(Spatial annotation records)
== == ==

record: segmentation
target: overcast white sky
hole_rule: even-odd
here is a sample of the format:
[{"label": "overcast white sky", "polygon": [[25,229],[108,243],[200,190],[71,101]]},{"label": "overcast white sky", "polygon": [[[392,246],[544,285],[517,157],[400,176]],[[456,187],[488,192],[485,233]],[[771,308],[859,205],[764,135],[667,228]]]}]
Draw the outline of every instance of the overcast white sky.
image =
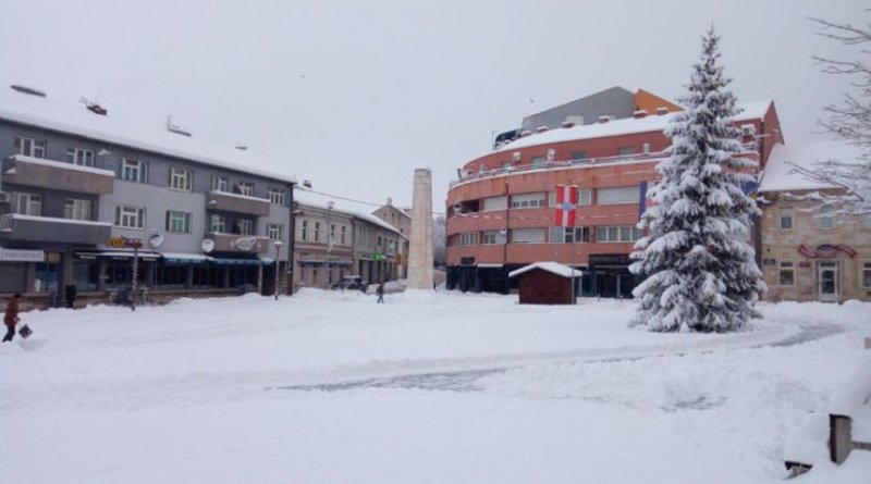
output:
[{"label": "overcast white sky", "polygon": [[[713,23],[740,102],[774,99],[813,136],[852,54],[807,16],[862,23],[859,0],[2,0],[0,85],[98,99],[110,114],[245,142],[316,189],[410,204],[493,131],[615,85],[676,99]],[[852,55],[855,57],[855,55]]]}]

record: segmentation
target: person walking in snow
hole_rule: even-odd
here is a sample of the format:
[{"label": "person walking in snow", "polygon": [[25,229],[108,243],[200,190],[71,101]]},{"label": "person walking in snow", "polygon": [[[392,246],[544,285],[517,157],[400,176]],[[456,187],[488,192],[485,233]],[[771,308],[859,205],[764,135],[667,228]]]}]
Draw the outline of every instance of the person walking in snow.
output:
[{"label": "person walking in snow", "polygon": [[19,299],[21,299],[21,293],[15,293],[12,299],[7,302],[7,313],[3,317],[3,323],[7,325],[7,335],[3,336],[3,343],[12,340],[12,337],[15,336],[15,325],[21,321],[21,318],[19,318]]},{"label": "person walking in snow", "polygon": [[376,301],[377,305],[384,303],[384,283],[378,285],[378,288],[375,289],[376,294],[378,295],[378,300]]}]

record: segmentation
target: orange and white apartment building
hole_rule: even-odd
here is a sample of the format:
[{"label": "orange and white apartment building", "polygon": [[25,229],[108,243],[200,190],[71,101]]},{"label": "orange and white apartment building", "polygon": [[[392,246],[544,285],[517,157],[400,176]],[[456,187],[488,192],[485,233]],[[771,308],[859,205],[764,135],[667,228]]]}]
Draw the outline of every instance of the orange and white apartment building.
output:
[{"label": "orange and white apartment building", "polygon": [[[739,108],[741,156],[762,167],[783,144],[774,103]],[[499,135],[492,152],[457,171],[447,193],[447,288],[507,293],[508,272],[556,261],[584,270],[582,296],[631,297],[636,225],[670,146],[663,129],[680,110],[642,89],[613,87]],[[554,222],[557,184],[579,187],[574,227]]]}]

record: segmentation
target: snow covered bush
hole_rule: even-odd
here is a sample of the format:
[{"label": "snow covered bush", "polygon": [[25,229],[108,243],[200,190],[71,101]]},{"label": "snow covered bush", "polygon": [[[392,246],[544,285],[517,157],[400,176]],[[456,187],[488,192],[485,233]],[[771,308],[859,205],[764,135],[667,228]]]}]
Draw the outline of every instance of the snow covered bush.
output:
[{"label": "snow covered bush", "polygon": [[651,331],[726,332],[758,317],[753,305],[765,289],[747,243],[756,202],[741,189],[755,182],[756,162],[738,157],[740,133],[731,82],[717,65],[720,37],[711,28],[694,65],[686,107],[665,129],[668,158],[657,165],[661,179],[648,196],[630,270],[648,278],[633,325]]}]

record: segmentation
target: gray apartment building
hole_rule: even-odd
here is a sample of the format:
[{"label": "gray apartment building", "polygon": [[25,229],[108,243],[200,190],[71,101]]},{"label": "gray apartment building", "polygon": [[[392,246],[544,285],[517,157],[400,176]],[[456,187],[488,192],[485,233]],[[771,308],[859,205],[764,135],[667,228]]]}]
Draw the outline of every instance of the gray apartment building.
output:
[{"label": "gray apartment building", "polygon": [[74,285],[121,299],[134,272],[137,297],[155,299],[290,288],[294,176],[113,114],[0,91],[0,295],[51,303]]}]

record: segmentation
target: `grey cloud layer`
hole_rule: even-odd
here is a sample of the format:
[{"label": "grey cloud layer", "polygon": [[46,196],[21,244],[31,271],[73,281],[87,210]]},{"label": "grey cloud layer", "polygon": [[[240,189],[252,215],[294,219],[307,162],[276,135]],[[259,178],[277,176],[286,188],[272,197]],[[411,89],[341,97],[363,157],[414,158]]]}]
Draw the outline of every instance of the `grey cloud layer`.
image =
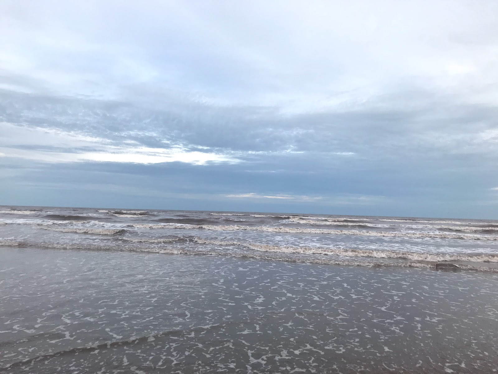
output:
[{"label": "grey cloud layer", "polygon": [[493,215],[497,4],[2,2],[4,190]]}]

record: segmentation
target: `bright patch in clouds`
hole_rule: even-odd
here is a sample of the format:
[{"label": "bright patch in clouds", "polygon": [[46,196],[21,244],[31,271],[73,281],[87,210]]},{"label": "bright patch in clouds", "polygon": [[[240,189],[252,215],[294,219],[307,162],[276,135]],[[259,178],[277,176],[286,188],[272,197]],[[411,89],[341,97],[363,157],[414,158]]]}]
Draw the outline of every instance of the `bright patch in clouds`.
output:
[{"label": "bright patch in clouds", "polygon": [[[191,151],[179,145],[169,148],[153,148],[133,145],[134,142],[129,141],[116,145],[116,142],[107,139],[57,129],[1,123],[0,131],[7,135],[4,140],[0,141],[0,149],[2,151],[0,156],[39,162],[95,161],[147,164],[176,161],[197,165],[209,163],[239,162],[239,160],[230,156]],[[51,148],[52,149],[50,149]],[[47,150],[47,148],[49,150]],[[92,150],[89,151],[89,149]]]}]

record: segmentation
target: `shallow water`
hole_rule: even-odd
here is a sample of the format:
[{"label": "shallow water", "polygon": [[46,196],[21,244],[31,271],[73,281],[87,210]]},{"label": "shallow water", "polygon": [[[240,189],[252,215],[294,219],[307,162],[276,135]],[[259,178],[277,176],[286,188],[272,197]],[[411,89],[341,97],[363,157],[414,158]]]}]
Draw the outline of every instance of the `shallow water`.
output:
[{"label": "shallow water", "polygon": [[491,373],[498,277],[0,249],[2,372]]},{"label": "shallow water", "polygon": [[498,272],[498,221],[3,206],[0,245]]}]

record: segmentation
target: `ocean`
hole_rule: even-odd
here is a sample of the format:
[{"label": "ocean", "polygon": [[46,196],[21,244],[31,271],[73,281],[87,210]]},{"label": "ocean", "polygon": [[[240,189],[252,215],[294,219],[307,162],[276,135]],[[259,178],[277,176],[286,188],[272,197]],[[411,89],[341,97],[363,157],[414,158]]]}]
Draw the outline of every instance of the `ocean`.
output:
[{"label": "ocean", "polygon": [[498,221],[0,207],[0,372],[498,370]]}]

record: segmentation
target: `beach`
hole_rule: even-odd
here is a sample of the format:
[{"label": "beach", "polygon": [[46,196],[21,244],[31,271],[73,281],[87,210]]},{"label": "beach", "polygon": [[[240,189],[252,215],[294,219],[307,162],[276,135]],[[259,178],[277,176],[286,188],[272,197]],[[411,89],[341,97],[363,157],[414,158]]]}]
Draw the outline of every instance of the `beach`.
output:
[{"label": "beach", "polygon": [[[21,208],[4,210],[11,209]],[[227,242],[235,241],[233,235],[238,234],[238,242],[247,243],[250,237],[255,245],[254,240],[264,240],[265,232],[270,232],[273,241],[267,239],[259,244],[280,242],[281,248],[291,240],[284,235],[296,235],[296,230],[278,229],[275,233],[223,228],[222,236],[209,228],[178,228],[175,225],[182,224],[157,221],[180,219],[179,214],[198,217],[199,212],[146,215],[130,210],[114,213],[131,216],[113,220],[109,211],[100,212],[98,218],[97,210],[106,209],[58,208],[49,214],[49,209],[30,209],[23,211],[36,212],[3,213],[4,224],[0,226],[1,372],[496,372],[498,275],[493,262],[469,261],[478,255],[479,259],[485,255],[494,258],[493,233],[464,234],[487,239],[448,239],[429,236],[447,233],[447,229],[425,227],[419,230],[425,235],[421,239],[379,237],[394,241],[391,252],[395,248],[392,244],[401,240],[412,243],[403,245],[403,253],[419,243],[418,252],[410,253],[422,260],[404,254],[399,258],[368,257],[364,252],[355,257],[323,253],[327,248],[337,249],[334,241],[350,240],[356,233],[318,232],[312,240],[309,236],[299,236],[309,232],[297,232],[294,245],[287,246],[304,247],[306,239],[306,248],[321,252],[265,252],[260,248],[213,244],[215,238],[206,235],[214,232],[217,240]],[[54,219],[56,214],[59,219]],[[60,219],[62,215],[65,219]],[[294,223],[285,226],[282,220],[273,226],[250,221],[253,225],[248,227],[307,229]],[[478,225],[493,224],[430,224],[477,229]],[[133,226],[152,224],[174,227]],[[344,229],[329,227],[321,229]],[[380,232],[403,232],[387,228]],[[124,231],[96,231],[118,229]],[[166,230],[172,231],[166,234]],[[187,237],[184,233],[184,242],[175,236],[196,230],[204,236]],[[245,233],[251,236],[244,236]],[[371,241],[372,251],[382,250],[373,235],[365,236],[364,243]],[[326,240],[327,247],[323,244]],[[350,249],[365,250],[361,245],[355,248],[355,243],[361,242],[351,241]],[[450,244],[460,246],[451,249]],[[442,248],[439,254],[423,250],[436,245]],[[227,246],[233,249],[227,250]],[[251,250],[260,255],[252,255]],[[441,257],[428,261],[430,253],[454,257],[445,264]]]}]

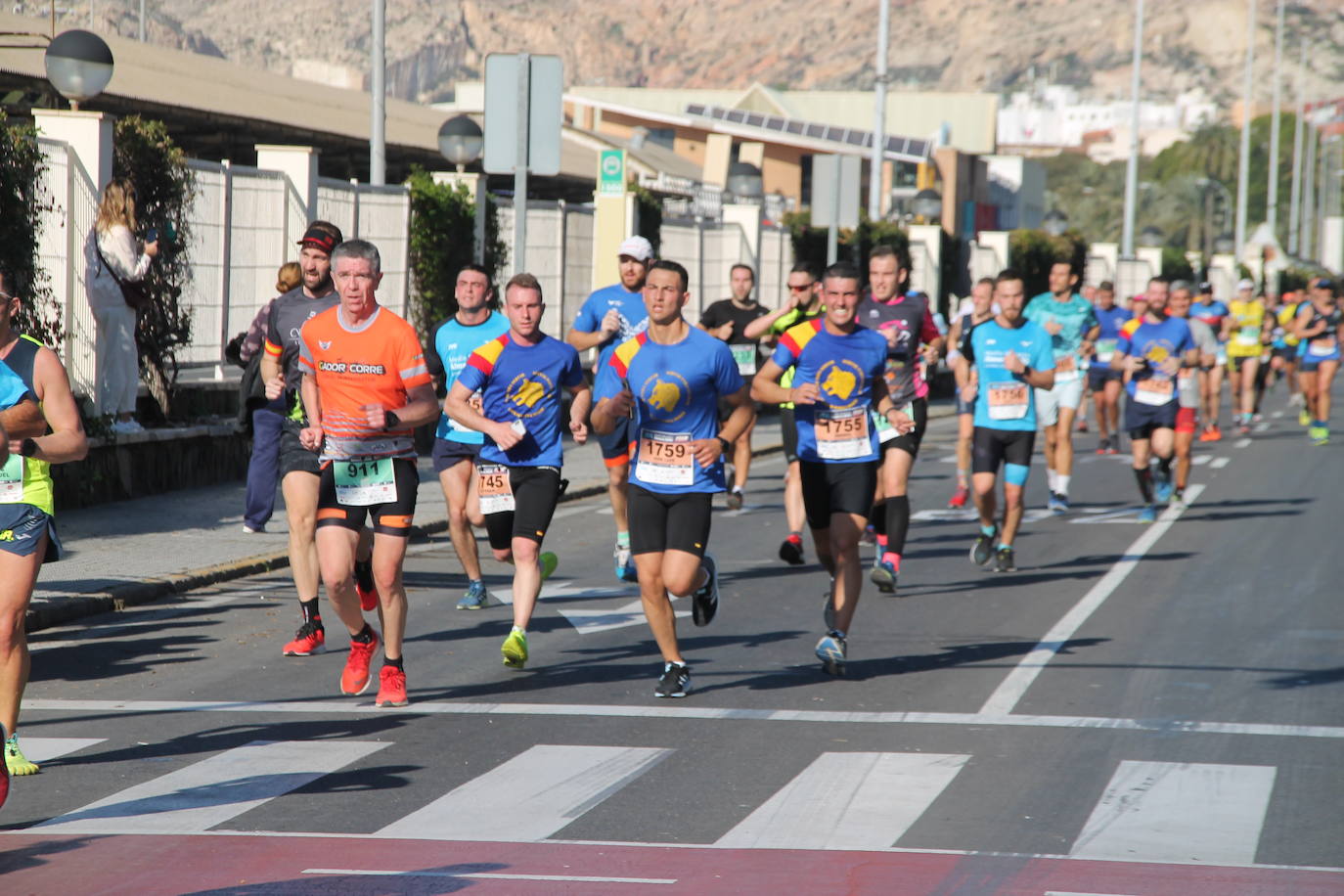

== == ==

— TO DO —
Report every line of the data above that contains the string "Draw", copying each line in full.

— RESPONSE FOR THIS EXERCISE —
Draw the outline of every instance of the overcast white sky.
Draw the outline of every instance of the person walking in snow.
Draw the outline of every instance of the orange and white apartment building.
Draw the outline of every instance of the snow covered bush.
Draw the outline of every instance of the gray apartment building.
Draw the outline of every instance of the `grey cloud layer`.
Draw the outline of every instance of the `bright patch in clouds`.
Draw the outline of every instance of the `shallow water`.
Draw the outline of every instance of the `ocean`.
Draw the outline of every instance of the `beach`.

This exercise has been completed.